Tasks to carry out ->
1. Retype the disaster recovery text word for word, everything from "Disaster recovery, on" down to "to properly function.".
2. Answer these questions from the disaster recovery text:
(a) What does the text say data backup should be thought of as?
(b) What event does the text give as an example of a possible disaster?
(c) What does the text say disaster recovery can largely be thought of as?

Text excerpt ->
Regular data backup’s goal is to ensure certain data is protected and/or retrievable in the case of events like corruption and deletion. Think about data backup as the basic protection layer.
Disaster recovery, on the other hand, is more focused around business continuity. Let’s say there’s a huge water leak in on the floor above your office, and it seeps down to where your data systems are. That could result in a disaster with the potential to disrupt to your organization from able to properly function.
So, how do you account for that? How long would it take to get your systems back up? How long would it take you to scramble for new hardware, new peripherals, and so on? Disaster recovery planning is about preparing for and countering scenarios where things happen that bring your business to a halt and cost you valuable—sometimes even business-critical—uptime. Let’s delve a bit deeper!Need to create a disaster recovery plan? This post should be useful: Click To Tweet
Should You Invest in Disaster Recovery Planning?
Disaster recovery can largely be thought of as an insurance policy for your organization’s data. Some companies invest a substantial amount of capital resources, time, infrastructure, and processes to ensure that they’re protected. Other organizations calculate the risk, evaluate the probability of disasters occurring where their data is being held, and don’t invest much into their disaster recovery planning. Then there are the organizations that are required to have a certain level of insurance for disaster recovery planning protection due to their industry or certain regulations they must abide by.
The reality of it is that no one can account for mother nature or freak man-made disasters 100% of the time, and things do happen in and the world we live in. Disaster recovery has become top of mind enough to where traditional organizations are now investing in both multiple data centers across different regions and in the cloud. Speaking of which…
Disaster Recovery and Cloud Services
Before selecting a cloud service provider to work with, it’s essential to understand what they offer in the way of disaster recovery planning. Many of them have built-in planning as part of their offering, but every service is different. It’s on you to find out if a service has plans in place, what those plans are, and to evaluate those plans to ensure that they’re sufficient for what your organization’s needs are.

Entries supplied ->
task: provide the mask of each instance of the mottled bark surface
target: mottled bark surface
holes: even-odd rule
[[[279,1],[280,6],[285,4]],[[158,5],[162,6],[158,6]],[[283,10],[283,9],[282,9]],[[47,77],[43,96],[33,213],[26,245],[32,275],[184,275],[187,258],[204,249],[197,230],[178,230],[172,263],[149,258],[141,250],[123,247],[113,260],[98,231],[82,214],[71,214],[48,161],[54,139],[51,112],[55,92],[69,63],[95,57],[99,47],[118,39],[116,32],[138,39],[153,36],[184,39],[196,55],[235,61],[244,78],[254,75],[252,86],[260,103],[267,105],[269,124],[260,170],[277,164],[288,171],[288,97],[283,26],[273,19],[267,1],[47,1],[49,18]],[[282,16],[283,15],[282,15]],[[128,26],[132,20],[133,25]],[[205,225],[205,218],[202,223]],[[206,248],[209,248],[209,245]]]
* * *
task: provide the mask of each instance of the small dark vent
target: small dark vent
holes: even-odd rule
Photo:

Solved problems ->
1.
Disaster recovery, on the other hand, is more focused around business continuity. Let’s say there’s a huge water leak in on the floor above your office, and it seeps down to where your data systems are. That could result in a disaster with the potential to disrupt to your organization from able to properly function.

2.
(a) The basic protection layer.
(b) A huge water leak on the floor above your office that seeps down to where your data systems are.
(c) An insurance policy for your organization's data.